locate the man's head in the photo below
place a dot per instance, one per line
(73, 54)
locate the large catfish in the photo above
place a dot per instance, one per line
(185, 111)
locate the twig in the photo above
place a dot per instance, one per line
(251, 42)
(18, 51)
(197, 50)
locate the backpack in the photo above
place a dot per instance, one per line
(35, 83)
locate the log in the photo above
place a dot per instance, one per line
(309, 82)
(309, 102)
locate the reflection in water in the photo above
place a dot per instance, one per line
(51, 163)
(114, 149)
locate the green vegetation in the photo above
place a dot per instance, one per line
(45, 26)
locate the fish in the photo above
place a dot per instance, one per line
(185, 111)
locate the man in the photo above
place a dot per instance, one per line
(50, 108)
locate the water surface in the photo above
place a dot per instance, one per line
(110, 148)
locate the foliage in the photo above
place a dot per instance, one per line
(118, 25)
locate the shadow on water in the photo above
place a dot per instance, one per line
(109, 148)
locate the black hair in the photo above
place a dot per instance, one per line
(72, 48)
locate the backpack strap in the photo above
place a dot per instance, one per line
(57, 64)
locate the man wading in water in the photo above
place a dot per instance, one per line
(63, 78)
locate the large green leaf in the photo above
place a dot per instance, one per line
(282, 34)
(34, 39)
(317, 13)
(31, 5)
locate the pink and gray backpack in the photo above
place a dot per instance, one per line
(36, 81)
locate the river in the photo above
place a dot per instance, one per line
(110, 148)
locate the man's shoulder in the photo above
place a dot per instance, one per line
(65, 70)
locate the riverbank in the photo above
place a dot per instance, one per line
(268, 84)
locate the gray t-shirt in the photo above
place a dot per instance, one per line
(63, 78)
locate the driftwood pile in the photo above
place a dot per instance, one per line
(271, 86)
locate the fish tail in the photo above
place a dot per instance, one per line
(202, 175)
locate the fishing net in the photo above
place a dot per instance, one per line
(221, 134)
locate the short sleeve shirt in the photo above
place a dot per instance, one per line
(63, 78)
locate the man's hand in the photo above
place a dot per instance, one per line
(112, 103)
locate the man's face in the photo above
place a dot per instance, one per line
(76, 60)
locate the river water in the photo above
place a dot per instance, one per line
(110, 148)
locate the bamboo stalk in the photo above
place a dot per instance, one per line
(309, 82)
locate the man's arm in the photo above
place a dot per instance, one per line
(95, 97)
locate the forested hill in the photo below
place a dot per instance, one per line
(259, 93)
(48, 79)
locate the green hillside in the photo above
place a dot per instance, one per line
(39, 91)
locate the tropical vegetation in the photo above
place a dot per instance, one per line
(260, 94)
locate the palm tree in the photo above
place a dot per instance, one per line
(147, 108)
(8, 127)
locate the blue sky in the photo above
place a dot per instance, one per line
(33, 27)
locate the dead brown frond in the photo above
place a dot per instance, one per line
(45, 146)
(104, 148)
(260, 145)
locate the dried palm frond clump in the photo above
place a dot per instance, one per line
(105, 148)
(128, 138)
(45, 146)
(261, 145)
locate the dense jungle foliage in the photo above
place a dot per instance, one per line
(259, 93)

----------

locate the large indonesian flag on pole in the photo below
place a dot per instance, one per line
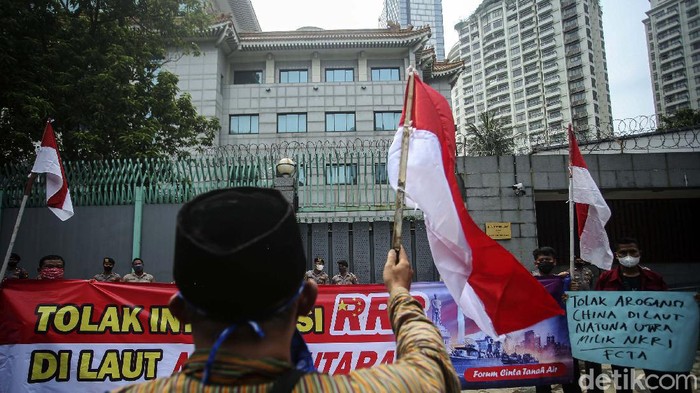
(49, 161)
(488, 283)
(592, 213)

----------

§ WHAT YOU WILL DO: Find every line in the listing that contains the word "foliage", matching case exactly, and copy each of those lines.

§ SOLUTION TO THIS EXERCISE:
locate the foliage in the photo above
locate the dense jungle foliage in the photo above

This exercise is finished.